Dane wyodrębnione ze zbioru
◇ ◇ ◇ ◇ ◇

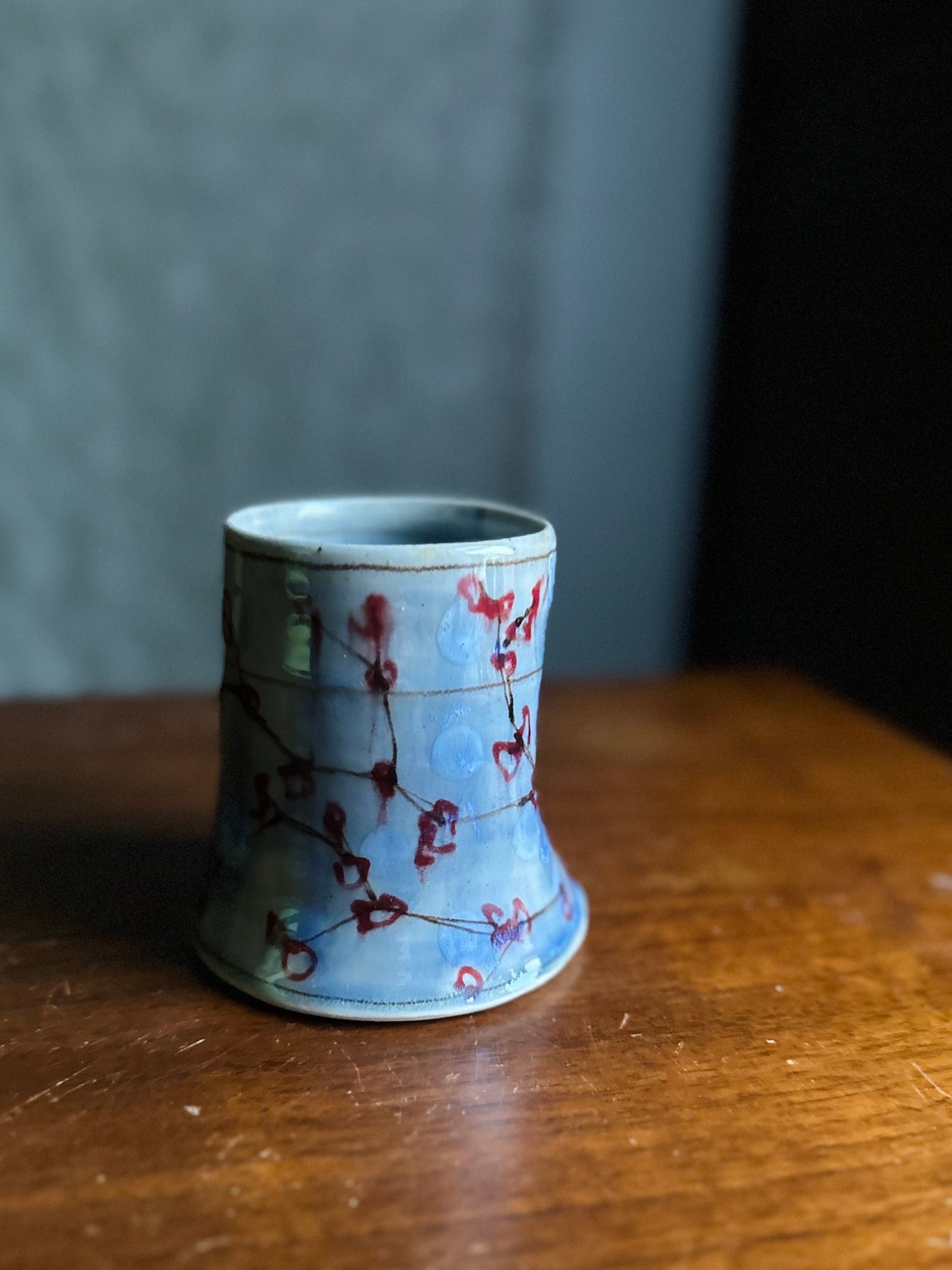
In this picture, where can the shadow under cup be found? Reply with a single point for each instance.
(379, 849)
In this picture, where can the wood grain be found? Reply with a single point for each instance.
(748, 1066)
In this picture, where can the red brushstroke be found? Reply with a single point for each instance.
(378, 623)
(504, 662)
(334, 822)
(277, 935)
(479, 601)
(568, 906)
(385, 782)
(381, 678)
(442, 815)
(376, 627)
(513, 929)
(522, 626)
(472, 974)
(363, 911)
(515, 748)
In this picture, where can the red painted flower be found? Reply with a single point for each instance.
(522, 626)
(305, 958)
(364, 909)
(381, 676)
(383, 776)
(442, 815)
(376, 623)
(504, 662)
(468, 979)
(513, 929)
(513, 749)
(375, 626)
(568, 906)
(479, 601)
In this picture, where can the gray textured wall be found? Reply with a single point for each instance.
(257, 250)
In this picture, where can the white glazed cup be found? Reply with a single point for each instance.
(379, 850)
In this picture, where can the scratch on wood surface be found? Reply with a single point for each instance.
(49, 1090)
(926, 1076)
(360, 1082)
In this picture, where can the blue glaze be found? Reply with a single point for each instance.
(379, 849)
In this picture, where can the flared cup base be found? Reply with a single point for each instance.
(408, 1010)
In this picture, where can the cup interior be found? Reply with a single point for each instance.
(358, 522)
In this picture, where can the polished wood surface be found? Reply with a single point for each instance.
(748, 1066)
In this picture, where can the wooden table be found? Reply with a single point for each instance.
(748, 1066)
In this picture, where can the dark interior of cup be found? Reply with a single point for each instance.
(383, 522)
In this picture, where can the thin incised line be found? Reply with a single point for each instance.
(315, 567)
(394, 693)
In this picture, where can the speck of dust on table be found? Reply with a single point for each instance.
(746, 1067)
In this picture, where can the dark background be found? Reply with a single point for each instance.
(827, 529)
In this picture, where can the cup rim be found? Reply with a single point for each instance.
(318, 531)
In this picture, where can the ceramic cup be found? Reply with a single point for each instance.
(379, 850)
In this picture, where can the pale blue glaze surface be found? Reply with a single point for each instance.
(379, 846)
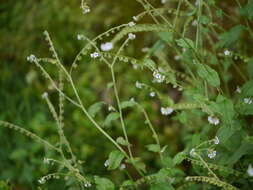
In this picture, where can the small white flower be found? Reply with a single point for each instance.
(212, 154)
(166, 111)
(94, 55)
(195, 23)
(152, 94)
(106, 46)
(193, 152)
(44, 95)
(213, 120)
(227, 52)
(216, 140)
(106, 164)
(31, 58)
(131, 36)
(250, 170)
(138, 84)
(122, 167)
(135, 18)
(79, 36)
(131, 24)
(238, 89)
(247, 100)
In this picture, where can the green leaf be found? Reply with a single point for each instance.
(127, 104)
(111, 117)
(166, 36)
(179, 158)
(138, 163)
(247, 10)
(150, 63)
(161, 186)
(115, 159)
(230, 37)
(185, 43)
(153, 147)
(122, 141)
(208, 74)
(103, 183)
(95, 108)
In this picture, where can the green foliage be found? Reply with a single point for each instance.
(160, 101)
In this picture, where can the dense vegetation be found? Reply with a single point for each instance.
(126, 94)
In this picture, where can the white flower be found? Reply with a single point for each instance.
(152, 94)
(213, 120)
(247, 100)
(79, 36)
(250, 170)
(106, 164)
(106, 46)
(94, 55)
(31, 58)
(238, 89)
(131, 36)
(138, 84)
(216, 140)
(122, 167)
(166, 111)
(227, 52)
(44, 95)
(212, 154)
(131, 24)
(193, 152)
(135, 18)
(158, 77)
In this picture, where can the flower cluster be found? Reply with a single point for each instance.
(247, 100)
(152, 94)
(212, 154)
(159, 78)
(216, 140)
(131, 24)
(227, 52)
(166, 111)
(31, 58)
(138, 84)
(131, 36)
(106, 46)
(80, 37)
(213, 120)
(250, 170)
(94, 55)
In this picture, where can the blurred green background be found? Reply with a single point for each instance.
(21, 26)
(22, 23)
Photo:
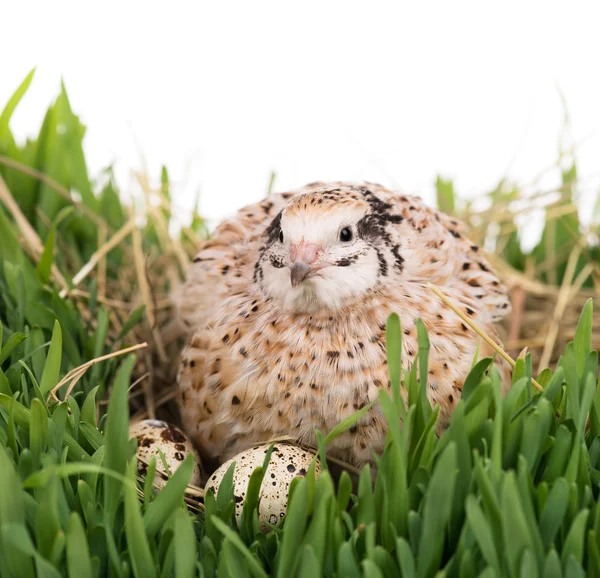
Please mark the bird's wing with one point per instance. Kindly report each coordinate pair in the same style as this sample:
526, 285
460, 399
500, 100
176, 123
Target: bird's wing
224, 260
435, 249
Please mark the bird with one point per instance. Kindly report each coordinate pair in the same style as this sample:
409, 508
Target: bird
286, 308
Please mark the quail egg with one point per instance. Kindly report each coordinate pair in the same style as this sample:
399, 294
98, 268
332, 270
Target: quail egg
287, 462
153, 435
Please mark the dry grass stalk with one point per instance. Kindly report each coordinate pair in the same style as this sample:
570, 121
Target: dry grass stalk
33, 244
480, 332
75, 374
115, 240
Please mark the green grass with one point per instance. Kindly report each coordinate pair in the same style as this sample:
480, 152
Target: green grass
510, 489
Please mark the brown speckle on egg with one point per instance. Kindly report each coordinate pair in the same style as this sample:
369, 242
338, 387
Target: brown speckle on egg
155, 435
287, 462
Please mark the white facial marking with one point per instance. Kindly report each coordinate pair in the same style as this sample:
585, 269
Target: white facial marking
342, 270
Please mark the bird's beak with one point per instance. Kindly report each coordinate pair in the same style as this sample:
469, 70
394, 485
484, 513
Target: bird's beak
299, 271
305, 262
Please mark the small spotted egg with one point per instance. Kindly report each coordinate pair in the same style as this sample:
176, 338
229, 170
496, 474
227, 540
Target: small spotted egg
287, 462
153, 435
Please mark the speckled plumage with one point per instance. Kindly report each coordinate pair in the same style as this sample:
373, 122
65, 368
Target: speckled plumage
267, 358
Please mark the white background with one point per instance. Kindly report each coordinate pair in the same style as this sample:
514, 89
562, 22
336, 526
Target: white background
396, 92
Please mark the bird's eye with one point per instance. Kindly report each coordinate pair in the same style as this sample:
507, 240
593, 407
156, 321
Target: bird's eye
346, 235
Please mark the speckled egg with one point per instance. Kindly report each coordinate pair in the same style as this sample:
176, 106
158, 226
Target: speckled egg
153, 435
287, 462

◇ ◇ ◇ ◇ ◇

Sformatuj wszystkie powyższe rekordy jako listę numerowaną, pomijając puste wiersze. Obrazy pomiń w odpowiedzi.

1. In this picture, where can the shadow under cup be found? Reply with a single point for each instance.
2. (379, 849)
3. In this picture, where can the wood grain be found? Reply with a single point for each instance.
4. (748, 1066)
5. In this picture, where can the red brushstroke be found? Reply with a single point for each instance.
6. (378, 623)
7. (504, 662)
8. (334, 822)
9. (277, 935)
10. (479, 601)
11. (568, 906)
12. (385, 782)
13. (381, 678)
14. (442, 815)
15. (376, 627)
16. (513, 929)
17. (522, 626)
18. (472, 974)
19. (363, 911)
20. (515, 748)
21. In this picture, where can the red painted flower be found? Reply with a single point for each instance.
22. (522, 626)
23. (305, 958)
24. (364, 909)
25. (381, 676)
26. (383, 776)
27. (442, 815)
28. (376, 623)
29. (504, 662)
30. (468, 979)
31. (513, 929)
32. (513, 749)
33. (375, 626)
34. (568, 906)
35. (479, 601)
36. In this picture, where can the gray textured wall be found? Reply with a single point for each instance.
37. (257, 250)
38. In this picture, where can the white glazed cup be found? Reply with a single point for each instance.
39. (379, 850)
40. In this picture, where can the scratch on wood surface be found? Reply with a single point for each instance.
41. (49, 1090)
42. (926, 1076)
43. (360, 1082)
44. In this picture, where can the blue glaze be found? Reply with a single point for each instance.
45. (379, 849)
46. In this picture, where can the flared cup base be found? Reply with a single point for each instance.
47. (408, 1010)
48. In this picture, where can the cup interior be found? Reply with a single point for each instance.
49. (358, 522)
50. In this picture, where can the polished wood surface be found? Reply with a single point for each instance.
51. (748, 1066)
52. In this picture, where can the wooden table be found? Reply with a single point for each instance.
53. (748, 1066)
54. In this picture, where can the dark interior of cup be found? Reply with a single point for each instance.
55. (383, 522)
56. In this picture, where can the thin incised line be found? Reply with a single point for each instance.
57. (315, 567)
58. (394, 693)
59. In this picture, where can the speck of dust on table be found? Reply with a single point for each instance.
60. (746, 1067)
61. In this picture, where can the dark background be found? Reply with a single point for each instance.
62. (827, 529)
63. In this picture, where can the cup rim be found? Reply with a single point for each instance.
64. (318, 531)
65. In this picture, where can the ceramic cup be found? Reply with a single point for each instance.
66. (379, 850)
67. In this picture, where can the pale blue glaze surface be found? Reply with a single point for each instance.
68. (379, 846)
69. In this picture, where can the small white flower be found? Reply with a single point for each instance.
70. (212, 154)
71. (166, 111)
72. (94, 55)
73. (195, 23)
74. (152, 94)
75. (106, 46)
76. (193, 152)
77. (44, 95)
78. (213, 120)
79. (227, 52)
80. (216, 140)
81. (106, 164)
82. (31, 58)
83. (131, 36)
84. (250, 170)
85. (138, 84)
86. (122, 167)
87. (135, 18)
88. (79, 36)
89. (131, 24)
90. (238, 89)
91. (247, 100)
92. In this picture, where can the green leaf be found? Reply with a single point for each instance.
93. (127, 104)
94. (111, 117)
95. (166, 36)
96. (179, 158)
97. (138, 163)
98. (247, 10)
99. (150, 63)
100. (161, 186)
101. (115, 159)
102. (230, 37)
103. (185, 43)
104. (153, 147)
105. (122, 141)
106. (208, 74)
107. (103, 183)
108. (95, 108)
109. In this picture, where can the green foliage be found? Reply with a single point for each instance.
110. (160, 101)
111. In this picture, where can the dense vegetation be found? Reply with a single point for each instance.
112. (126, 94)
113. In this picture, where can the white flower be found? Reply with a single point for each instance.
114. (152, 94)
115. (213, 120)
116. (247, 100)
117. (79, 36)
118. (250, 170)
119. (106, 164)
120. (106, 46)
121. (94, 55)
122. (31, 58)
123. (238, 89)
124. (131, 36)
125. (138, 84)
126. (216, 140)
127. (122, 167)
128. (166, 111)
129. (227, 52)
130. (44, 95)
131. (212, 154)
132. (131, 24)
133. (193, 152)
134. (135, 18)
135. (158, 77)
136. In this picture, where can the flower cluster be found? Reply with a single point for each instance.
137. (247, 100)
138. (152, 94)
139. (212, 154)
140. (159, 78)
141. (216, 140)
142. (131, 24)
143. (227, 52)
144. (166, 111)
145. (31, 58)
146. (138, 84)
147. (131, 36)
148. (106, 46)
149. (80, 37)
150. (213, 120)
151. (250, 170)
152. (94, 55)
153. In this picture, where can the blurred green background be found? Reply with a single point for each instance.
154. (21, 26)
155. (22, 23)
156. Photo:
157. Please mark the bird's wing with one point per instance. Kindly report each coordinate pair in the same style as this sample:
158. 526, 285
159. 460, 399
160. 500, 100
161. 176, 123
162. Target: bird's wing
163. 224, 260
164. 435, 249
165. Please mark the bird with one point per instance. Kindly report each coordinate pair in the same style as this sample:
166. 409, 508
167. Target: bird
168. 286, 308
169. Please mark the quail egg with one point per instance. Kindly report each coordinate pair in the same style as this sample:
170. 399, 294
171. 98, 268
172. 332, 270
173. Target: quail egg
174. 287, 462
175. 153, 435
176. Please mark the dry grass stalk with one point per instance. Kindly report each coordinate pair in the same style as this sample:
177. 570, 121
178. Target: dry grass stalk
179. 33, 244
180. 480, 332
181. 75, 374
182. 115, 240
183. Please mark the green grass with one point per instance. Kindly report each coordinate pair in the same style as this sample:
184. 480, 152
185. Target: green grass
186. 510, 489
187. Please mark the brown speckle on egg with one point per instance. Kindly report each coordinate pair in the same style as this sample:
188. 369, 242
189. 338, 387
190. Target: brown speckle on egg
191. 155, 435
192. 287, 462
193. Please mark the white facial marking with one point per instance. Kindly report each coordinate pair in the same style as this sample:
194. 585, 269
195. Target: white facial marking
196. 342, 270
197. Please mark the bird's beak with one point per instance. Kindly report each coordinate pair in the same style as this sample:
198. 469, 70
199. 394, 485
200. 484, 513
201. Target: bird's beak
202. 299, 271
203. 305, 262
204. Please mark the small spotted egg with one point per instance. Kindly report each coordinate pair in the same style as this sample:
205. 176, 338
206. 229, 170
207. 496, 474
208. 227, 540
209. Target: small spotted egg
210. 287, 462
211. 153, 435
212. Please mark the speckled plumage with one point per instance. Kindly report each coordinate pair in the same style as this sample:
213. 373, 122
214. 65, 368
215. Target: speckled plumage
216. 267, 358
217. Please mark the white background with one point per instance. Kindly report each coordinate pair in the same style as this sample:
218. 514, 89
219. 562, 22
220. 336, 526
221. Target: white background
222. 396, 92
223. Please mark the bird's eye with one point per instance. Kindly report each coordinate pair in the same style as this sample:
224. 507, 240
225. 593, 407
226. 156, 321
227. Target: bird's eye
228. 346, 235
229. Please mark the speckled egg with one point per instance. Kindly report each coordinate pair in the same style as this sample:
230. 176, 106
231. 158, 226
232. Target: speckled egg
233. 153, 435
234. 287, 462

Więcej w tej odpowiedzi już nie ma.